▶ [EXERCISE DETAILS] Rewrite the part of the items that opens with the line containing "Where can you see the murky" and closes with the line containing "<point>39,397</point>", changing every "Recorded points" to "Logged points" and leaving everything else as it is. Return only those lines.

▶ [Location identification entries]

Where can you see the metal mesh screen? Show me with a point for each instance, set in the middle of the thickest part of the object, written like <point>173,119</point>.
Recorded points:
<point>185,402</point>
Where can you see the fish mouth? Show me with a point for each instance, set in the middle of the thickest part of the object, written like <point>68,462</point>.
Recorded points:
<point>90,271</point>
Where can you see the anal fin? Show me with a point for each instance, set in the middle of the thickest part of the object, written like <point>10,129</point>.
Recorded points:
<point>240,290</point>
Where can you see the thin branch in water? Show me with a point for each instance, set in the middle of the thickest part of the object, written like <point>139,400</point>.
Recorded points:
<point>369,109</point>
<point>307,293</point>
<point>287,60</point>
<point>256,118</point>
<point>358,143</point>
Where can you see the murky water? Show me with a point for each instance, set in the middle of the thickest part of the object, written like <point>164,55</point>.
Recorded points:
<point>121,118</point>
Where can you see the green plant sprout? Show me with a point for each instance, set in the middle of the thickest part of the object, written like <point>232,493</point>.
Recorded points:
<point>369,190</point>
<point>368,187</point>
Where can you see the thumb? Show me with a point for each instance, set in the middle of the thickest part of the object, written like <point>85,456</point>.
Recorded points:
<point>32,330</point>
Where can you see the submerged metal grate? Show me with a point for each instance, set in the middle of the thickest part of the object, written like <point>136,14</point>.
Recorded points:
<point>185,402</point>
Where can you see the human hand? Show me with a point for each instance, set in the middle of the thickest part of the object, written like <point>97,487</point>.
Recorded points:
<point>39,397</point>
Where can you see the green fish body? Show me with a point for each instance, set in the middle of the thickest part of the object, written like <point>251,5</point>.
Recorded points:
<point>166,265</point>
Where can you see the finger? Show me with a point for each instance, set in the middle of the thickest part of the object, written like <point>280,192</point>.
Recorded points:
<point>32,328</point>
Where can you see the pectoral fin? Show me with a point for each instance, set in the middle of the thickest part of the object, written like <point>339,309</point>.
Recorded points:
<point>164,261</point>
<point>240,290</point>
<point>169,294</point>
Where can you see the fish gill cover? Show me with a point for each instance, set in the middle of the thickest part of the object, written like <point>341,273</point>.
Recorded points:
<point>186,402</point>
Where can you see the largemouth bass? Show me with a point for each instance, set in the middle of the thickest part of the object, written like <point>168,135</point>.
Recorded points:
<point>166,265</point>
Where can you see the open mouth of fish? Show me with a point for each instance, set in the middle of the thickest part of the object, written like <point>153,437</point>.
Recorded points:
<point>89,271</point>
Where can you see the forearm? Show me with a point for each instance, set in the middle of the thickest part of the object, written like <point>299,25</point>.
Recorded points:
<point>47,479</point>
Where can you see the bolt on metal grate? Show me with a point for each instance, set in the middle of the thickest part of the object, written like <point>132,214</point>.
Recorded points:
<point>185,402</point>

▶ [ANSWER IN FULL]
Where can you see the murky water? Show me with a point for each instance, set in the middle of the thickest part of the object, written like <point>164,55</point>.
Logged points:
<point>121,118</point>
Where can you see the green plant sprout? Show me with a point for each instance, set in the middle of the thickest part of the object, written like <point>232,493</point>.
Logged points:
<point>369,190</point>
<point>368,187</point>
Where can you see the thumb? Show me with a point for each instance, set in the middle of the thickest part of the object, written like <point>85,456</point>.
Logged points:
<point>32,330</point>
Where can you see the submerged metal grate? Show me with a point for each instance, set in the middle of the thickest part of the object, written like <point>136,14</point>.
Logged points:
<point>185,402</point>
Where can you see the human hand? Show me with a point for each instance, set in the middle of the thickest part of the object, written like <point>97,487</point>.
Logged points:
<point>39,397</point>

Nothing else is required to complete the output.